## STATED PROBLEM
Could you give back everything from the start of the records below down to the line containing "[(345, 810), (230, 579), (571, 564), (574, 565)]", swapping "forested hill" for "wooded hill" and leaving all else unchanged?

>> begin

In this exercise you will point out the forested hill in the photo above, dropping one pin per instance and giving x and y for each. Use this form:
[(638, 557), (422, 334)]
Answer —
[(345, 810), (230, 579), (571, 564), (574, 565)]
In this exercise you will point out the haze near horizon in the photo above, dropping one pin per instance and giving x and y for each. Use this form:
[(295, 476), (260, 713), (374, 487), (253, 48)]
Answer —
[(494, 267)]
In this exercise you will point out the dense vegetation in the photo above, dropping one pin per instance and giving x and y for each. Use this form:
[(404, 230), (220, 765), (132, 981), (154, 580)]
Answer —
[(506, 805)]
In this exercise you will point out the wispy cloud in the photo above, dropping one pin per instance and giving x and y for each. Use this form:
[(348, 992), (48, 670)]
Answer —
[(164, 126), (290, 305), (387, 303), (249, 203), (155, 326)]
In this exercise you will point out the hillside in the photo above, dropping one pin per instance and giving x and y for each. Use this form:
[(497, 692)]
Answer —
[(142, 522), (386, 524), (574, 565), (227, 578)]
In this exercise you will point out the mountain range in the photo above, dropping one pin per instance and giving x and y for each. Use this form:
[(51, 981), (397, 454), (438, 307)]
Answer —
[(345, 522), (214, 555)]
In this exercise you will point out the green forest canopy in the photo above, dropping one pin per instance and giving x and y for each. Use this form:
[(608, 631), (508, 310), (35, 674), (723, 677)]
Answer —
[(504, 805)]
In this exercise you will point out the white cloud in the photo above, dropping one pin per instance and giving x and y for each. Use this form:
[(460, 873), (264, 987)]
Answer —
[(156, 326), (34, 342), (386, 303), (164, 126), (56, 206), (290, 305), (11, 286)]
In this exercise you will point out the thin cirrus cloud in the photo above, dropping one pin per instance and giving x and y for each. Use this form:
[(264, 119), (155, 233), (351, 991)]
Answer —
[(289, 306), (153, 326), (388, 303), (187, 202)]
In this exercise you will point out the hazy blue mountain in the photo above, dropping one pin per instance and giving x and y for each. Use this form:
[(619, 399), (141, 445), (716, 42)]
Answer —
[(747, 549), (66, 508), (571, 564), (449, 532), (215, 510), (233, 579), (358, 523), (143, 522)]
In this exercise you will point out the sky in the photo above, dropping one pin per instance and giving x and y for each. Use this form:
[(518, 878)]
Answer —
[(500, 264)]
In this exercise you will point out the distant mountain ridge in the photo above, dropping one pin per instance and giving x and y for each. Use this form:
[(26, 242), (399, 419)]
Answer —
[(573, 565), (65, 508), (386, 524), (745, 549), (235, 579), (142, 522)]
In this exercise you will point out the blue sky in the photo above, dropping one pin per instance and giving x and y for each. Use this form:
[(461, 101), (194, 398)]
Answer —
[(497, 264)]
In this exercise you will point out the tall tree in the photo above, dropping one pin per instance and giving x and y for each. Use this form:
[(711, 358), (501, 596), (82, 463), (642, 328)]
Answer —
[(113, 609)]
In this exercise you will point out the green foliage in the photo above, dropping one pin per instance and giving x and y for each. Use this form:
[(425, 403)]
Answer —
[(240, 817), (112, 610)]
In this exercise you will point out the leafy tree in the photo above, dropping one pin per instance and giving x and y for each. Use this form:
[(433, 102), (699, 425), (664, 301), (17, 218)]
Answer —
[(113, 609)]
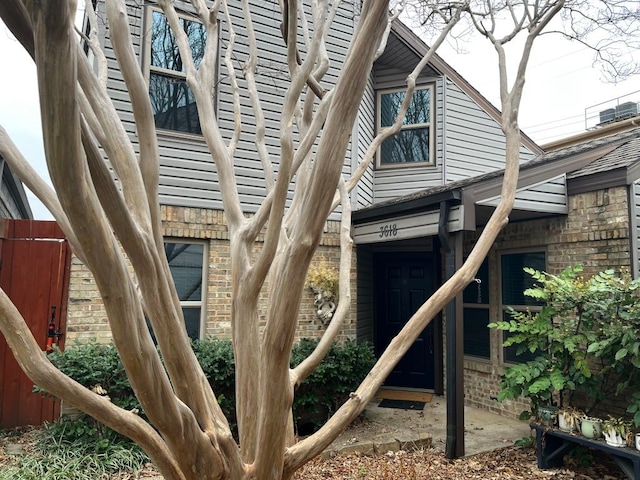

>> end

## SOLUTION TO THE PROBLEM
In this exercise you will point out the wooded hill in the photo above, dropping one pin per instance and giving x and y for each. Use this form:
[(638, 557), (422, 334)]
Answer —
[(345, 810), (230, 579), (571, 564), (574, 565)]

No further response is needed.